**Set tasks:**
A. In the review of Jonathan Franzen's work, what was Franzen piping into his ears through headphones while writing?
B. Give the stretch of the listing from the line containing "An agriculture drone captured the photo above. Locate any blue" through the end of the listing as a numbered list, both ends included. Leave out blank lines and the pictures.

**Document passage:**

When Jonathan Franzen started out as writer, he and his then wife, Valerie Cornell, would lock themselves away for twelve hours a day and, sat a few feet apart, write pretty much constantly. He was serious about being a writer. (So was Valerie — alas, some suggest her failure to produce any publishable work seems to have exacerbated marital strife.) His first two novels, The Twenty-Seventh City and Strong Motion, were accomplished, the latter displaying what would become a signature “issues” bent, a social conscience sugared up by compelling mouthpiece avatars. But it wasn’t until The Corrections, written largely after Franzen was divorced, in a borrowed corner of a loft in Manhattan, that the writer reached his zenith as an entertaining social/familial commenter. (And that’s what he is, the latter part of that equation being the factor that’s long since turned huge numbers of readers against him.) He was by now writing blindfolded and with headphones piping “pink noise” into his ears.


I mention all this stuff for numerous reasons. One is that I have rarely, if ever, seen the kind of split Franzen effects among readers and critics. And details like those enumerated above make him sound a bit like a precious grafter, a bit of a literary poseur driven to make good on his commitment to be “a serious writer.” Pink noise? Blindfold? The intra-marital writerly obsessiveness? He’s asking for ridicule, isn’t he? There are huge essays out there, gloriously replete hatchet jobs, that seem hugely annoyed by Franzen. He gets a lot of goats, and they bleat loud. The authors of these exhaustive takedowns rip Franzen to shreds, citing sentences “anyone could write” that seem no better than “second draft hack jobs.”

Franzen also at turns seems fussy, judgmental, prissy, awkward and, in terms of gender politics, questionable.

Of course, the other way to look at it is: he knows all this and yet also knows that he’s good and is going to do the work, one way or another.

Purity is no huge departure from Freedom, Franzen’s last novel, which was similarly about troubled, infuriatingly complex women, and men who haven’t a clue what to make of them. This time some of the men are equally problematic or unscrupulous or complexly self-serving (Franzen blames the parents), with the result being his best novel after The Corrections.

**Data records:**
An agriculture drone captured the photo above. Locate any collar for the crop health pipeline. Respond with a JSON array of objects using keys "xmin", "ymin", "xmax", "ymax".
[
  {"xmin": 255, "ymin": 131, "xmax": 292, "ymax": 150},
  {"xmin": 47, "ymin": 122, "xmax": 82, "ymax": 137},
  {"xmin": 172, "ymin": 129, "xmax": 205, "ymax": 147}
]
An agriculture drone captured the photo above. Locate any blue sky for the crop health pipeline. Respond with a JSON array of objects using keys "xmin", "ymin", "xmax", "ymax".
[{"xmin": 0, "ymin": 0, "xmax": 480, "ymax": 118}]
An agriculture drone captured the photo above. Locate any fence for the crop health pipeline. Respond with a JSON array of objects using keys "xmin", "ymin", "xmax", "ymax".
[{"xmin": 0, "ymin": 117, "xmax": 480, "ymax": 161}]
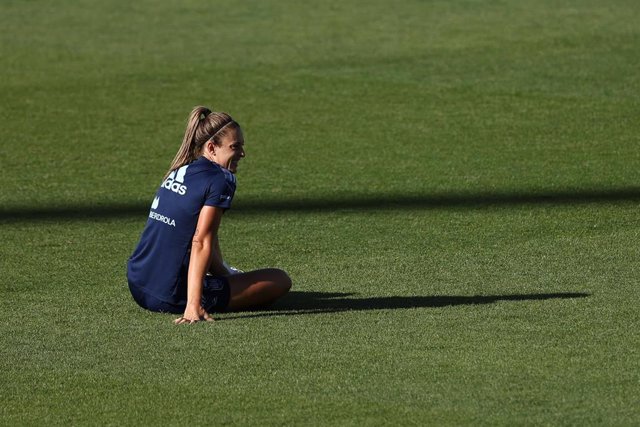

**Results in order:**
A. "Pink noise."

B.
1. An agriculture drone captured the photo above. Locate any blue sky for the crop health pipeline. Respond with a JSON array of objects using keys "xmin", "ymin", "xmax", "ymax".
2. [{"xmin": 0, "ymin": 0, "xmax": 480, "ymax": 118}]
3. An agriculture drone captured the photo above. Locate any fence for the crop health pipeline. Respond with a JSON array of objects using keys "xmin", "ymin", "xmax", "ymax".
4. [{"xmin": 0, "ymin": 117, "xmax": 480, "ymax": 161}]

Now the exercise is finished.